*** GIVEN DATA ***

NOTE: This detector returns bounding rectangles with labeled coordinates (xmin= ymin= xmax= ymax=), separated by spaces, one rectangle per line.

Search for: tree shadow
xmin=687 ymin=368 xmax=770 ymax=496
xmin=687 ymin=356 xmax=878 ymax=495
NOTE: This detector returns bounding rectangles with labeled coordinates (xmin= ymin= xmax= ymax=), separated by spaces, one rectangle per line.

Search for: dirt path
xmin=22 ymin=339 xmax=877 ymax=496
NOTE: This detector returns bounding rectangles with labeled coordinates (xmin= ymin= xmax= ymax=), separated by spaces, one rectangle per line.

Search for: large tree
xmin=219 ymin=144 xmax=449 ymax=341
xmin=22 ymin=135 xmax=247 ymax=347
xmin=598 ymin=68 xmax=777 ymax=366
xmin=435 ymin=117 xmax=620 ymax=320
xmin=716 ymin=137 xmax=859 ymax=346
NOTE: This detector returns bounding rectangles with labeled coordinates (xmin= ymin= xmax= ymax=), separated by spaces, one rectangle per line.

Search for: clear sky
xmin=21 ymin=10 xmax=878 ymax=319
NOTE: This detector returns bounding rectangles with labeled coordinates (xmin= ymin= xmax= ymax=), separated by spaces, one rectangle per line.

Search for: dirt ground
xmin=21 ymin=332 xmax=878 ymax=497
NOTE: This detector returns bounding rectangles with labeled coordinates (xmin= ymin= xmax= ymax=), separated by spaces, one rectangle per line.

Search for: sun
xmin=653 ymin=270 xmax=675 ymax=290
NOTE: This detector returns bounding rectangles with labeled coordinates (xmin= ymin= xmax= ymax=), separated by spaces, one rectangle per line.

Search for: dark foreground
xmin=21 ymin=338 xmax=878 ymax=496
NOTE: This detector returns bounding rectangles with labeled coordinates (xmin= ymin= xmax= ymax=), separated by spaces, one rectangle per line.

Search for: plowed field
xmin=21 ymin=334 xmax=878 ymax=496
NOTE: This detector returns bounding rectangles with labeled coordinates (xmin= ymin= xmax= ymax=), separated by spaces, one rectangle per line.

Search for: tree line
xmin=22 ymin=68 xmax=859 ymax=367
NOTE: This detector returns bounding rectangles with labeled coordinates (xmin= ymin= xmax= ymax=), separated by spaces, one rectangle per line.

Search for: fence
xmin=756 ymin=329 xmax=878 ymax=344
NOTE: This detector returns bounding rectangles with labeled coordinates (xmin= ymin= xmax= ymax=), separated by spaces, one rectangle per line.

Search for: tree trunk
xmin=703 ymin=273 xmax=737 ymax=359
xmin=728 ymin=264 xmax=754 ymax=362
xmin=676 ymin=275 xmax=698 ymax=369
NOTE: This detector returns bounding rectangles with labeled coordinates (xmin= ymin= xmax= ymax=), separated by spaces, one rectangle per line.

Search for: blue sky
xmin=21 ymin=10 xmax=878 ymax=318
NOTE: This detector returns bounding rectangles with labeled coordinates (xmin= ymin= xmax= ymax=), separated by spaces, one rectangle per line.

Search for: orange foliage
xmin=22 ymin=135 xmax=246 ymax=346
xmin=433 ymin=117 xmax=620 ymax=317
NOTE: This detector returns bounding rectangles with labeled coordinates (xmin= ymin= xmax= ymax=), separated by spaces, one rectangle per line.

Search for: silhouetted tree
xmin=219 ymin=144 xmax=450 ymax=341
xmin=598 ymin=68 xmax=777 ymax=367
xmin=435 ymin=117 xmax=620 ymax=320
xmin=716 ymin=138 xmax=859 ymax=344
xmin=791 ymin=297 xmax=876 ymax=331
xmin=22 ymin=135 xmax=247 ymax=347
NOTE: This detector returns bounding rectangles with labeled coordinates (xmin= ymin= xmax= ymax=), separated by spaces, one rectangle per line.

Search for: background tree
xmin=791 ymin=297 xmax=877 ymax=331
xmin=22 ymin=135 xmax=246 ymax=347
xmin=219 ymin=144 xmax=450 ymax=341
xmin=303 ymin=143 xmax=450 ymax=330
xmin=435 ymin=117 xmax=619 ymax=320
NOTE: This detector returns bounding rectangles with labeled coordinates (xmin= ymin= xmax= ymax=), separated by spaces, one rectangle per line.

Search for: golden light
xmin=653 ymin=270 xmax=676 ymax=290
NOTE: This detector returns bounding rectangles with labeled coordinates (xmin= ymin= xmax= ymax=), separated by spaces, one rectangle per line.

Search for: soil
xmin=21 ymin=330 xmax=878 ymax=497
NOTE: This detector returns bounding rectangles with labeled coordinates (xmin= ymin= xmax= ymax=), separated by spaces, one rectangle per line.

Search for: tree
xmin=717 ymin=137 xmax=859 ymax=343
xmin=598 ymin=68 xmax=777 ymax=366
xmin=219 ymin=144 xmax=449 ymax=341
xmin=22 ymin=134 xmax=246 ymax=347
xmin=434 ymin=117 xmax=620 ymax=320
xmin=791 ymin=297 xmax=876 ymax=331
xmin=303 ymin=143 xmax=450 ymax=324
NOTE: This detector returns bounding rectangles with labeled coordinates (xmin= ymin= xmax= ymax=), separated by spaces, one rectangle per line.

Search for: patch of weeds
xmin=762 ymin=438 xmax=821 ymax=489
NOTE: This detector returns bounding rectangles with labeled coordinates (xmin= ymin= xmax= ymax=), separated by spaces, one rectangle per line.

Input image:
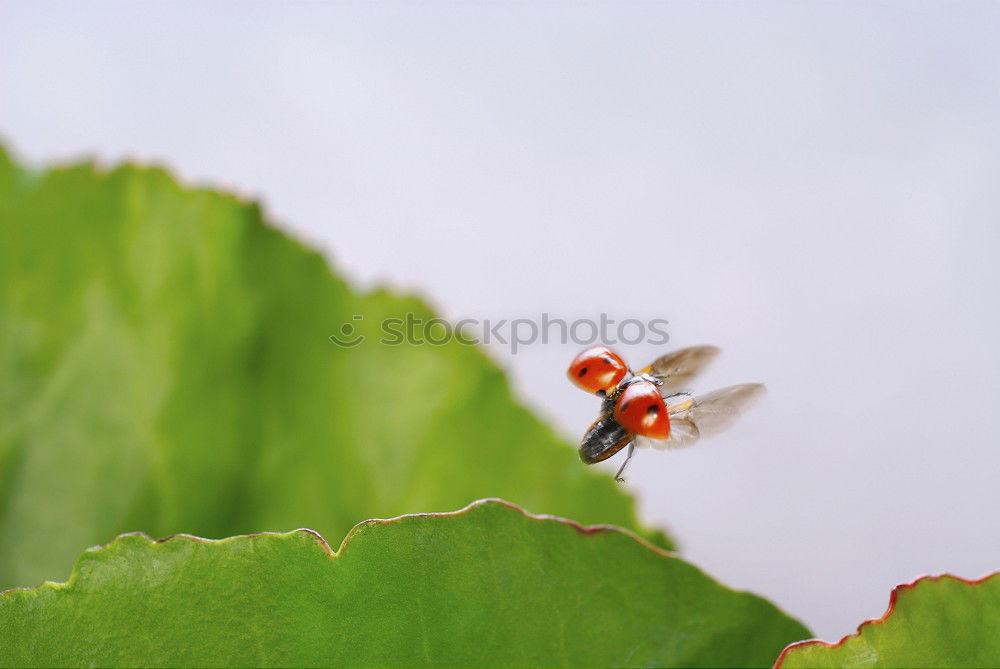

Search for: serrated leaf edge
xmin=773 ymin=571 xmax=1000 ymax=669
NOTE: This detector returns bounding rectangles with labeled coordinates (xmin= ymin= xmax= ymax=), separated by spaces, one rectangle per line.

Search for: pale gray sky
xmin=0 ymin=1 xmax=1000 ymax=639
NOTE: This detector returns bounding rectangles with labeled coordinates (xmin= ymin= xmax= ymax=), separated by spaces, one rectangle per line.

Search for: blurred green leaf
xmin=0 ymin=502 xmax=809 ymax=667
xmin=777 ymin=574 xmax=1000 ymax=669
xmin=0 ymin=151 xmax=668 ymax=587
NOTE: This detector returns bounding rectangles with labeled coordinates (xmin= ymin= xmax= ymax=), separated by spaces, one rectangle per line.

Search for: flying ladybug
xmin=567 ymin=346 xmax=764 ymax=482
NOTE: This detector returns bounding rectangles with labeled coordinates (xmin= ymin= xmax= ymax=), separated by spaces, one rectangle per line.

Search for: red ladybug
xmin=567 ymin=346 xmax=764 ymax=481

***
*** GIVEN DATA ***

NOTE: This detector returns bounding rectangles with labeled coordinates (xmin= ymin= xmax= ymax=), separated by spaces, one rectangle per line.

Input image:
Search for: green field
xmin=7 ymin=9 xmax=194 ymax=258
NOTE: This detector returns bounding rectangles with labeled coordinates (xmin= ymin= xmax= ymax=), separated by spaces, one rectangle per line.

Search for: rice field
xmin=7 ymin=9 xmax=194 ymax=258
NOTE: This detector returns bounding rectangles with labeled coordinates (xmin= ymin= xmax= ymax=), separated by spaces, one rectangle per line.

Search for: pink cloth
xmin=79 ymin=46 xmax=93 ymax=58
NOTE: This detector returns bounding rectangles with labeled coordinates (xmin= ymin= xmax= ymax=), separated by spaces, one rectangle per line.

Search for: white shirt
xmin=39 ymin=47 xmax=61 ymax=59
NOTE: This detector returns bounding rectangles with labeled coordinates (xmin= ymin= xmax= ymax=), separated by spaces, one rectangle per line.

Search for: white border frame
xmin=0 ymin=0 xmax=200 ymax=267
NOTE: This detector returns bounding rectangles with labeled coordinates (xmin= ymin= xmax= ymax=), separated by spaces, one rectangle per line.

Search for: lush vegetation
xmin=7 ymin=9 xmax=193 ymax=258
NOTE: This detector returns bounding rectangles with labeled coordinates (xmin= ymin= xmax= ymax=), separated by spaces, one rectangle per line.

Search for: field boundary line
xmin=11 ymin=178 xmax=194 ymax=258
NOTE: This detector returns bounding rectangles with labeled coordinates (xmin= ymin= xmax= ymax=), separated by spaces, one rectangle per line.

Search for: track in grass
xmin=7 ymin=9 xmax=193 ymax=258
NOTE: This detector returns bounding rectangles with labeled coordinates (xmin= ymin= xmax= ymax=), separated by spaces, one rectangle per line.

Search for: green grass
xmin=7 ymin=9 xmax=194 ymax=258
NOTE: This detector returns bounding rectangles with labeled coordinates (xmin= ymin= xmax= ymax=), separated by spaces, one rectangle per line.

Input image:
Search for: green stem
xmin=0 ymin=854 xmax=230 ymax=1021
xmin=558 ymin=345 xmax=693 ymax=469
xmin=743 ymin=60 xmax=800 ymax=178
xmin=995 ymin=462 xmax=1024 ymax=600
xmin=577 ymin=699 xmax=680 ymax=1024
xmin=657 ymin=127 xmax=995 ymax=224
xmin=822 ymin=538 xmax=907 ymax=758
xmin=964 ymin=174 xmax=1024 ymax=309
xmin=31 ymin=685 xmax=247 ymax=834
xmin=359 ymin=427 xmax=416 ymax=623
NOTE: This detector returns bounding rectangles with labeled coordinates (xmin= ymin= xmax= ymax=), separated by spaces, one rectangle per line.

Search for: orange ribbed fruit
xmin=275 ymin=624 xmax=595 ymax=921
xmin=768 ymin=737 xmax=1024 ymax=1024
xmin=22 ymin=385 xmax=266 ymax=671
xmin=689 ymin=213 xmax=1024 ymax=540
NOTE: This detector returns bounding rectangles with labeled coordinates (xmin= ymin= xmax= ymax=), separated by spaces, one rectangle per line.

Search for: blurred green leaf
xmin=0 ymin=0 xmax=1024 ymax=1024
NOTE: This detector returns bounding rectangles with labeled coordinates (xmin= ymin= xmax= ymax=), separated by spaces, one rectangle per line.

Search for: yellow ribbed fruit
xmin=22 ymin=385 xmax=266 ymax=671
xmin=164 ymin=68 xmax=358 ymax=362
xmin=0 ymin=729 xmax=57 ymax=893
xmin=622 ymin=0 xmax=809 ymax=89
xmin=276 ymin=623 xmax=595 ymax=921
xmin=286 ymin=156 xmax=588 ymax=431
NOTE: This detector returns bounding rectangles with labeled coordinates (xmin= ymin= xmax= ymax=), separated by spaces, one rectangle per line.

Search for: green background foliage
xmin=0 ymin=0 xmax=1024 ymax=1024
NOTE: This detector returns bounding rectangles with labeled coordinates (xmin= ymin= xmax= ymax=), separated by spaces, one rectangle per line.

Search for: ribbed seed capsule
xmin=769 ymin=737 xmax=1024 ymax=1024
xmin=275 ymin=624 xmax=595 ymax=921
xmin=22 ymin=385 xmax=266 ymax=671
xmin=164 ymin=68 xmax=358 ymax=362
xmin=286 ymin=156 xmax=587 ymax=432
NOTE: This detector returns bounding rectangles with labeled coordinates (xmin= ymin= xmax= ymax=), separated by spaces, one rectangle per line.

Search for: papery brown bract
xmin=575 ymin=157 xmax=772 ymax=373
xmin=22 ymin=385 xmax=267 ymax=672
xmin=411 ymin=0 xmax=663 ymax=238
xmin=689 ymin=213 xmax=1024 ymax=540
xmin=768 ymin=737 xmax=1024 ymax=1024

***

■ AIM OF THE TASK: Report every line in the entries above that contains the word "ribbed", copying each such line in full.

■ FINISHED ANSWER:
Search for: orange ribbed fruit
Search for: yellow ribbed fruit
Search for: ribbed seed capsule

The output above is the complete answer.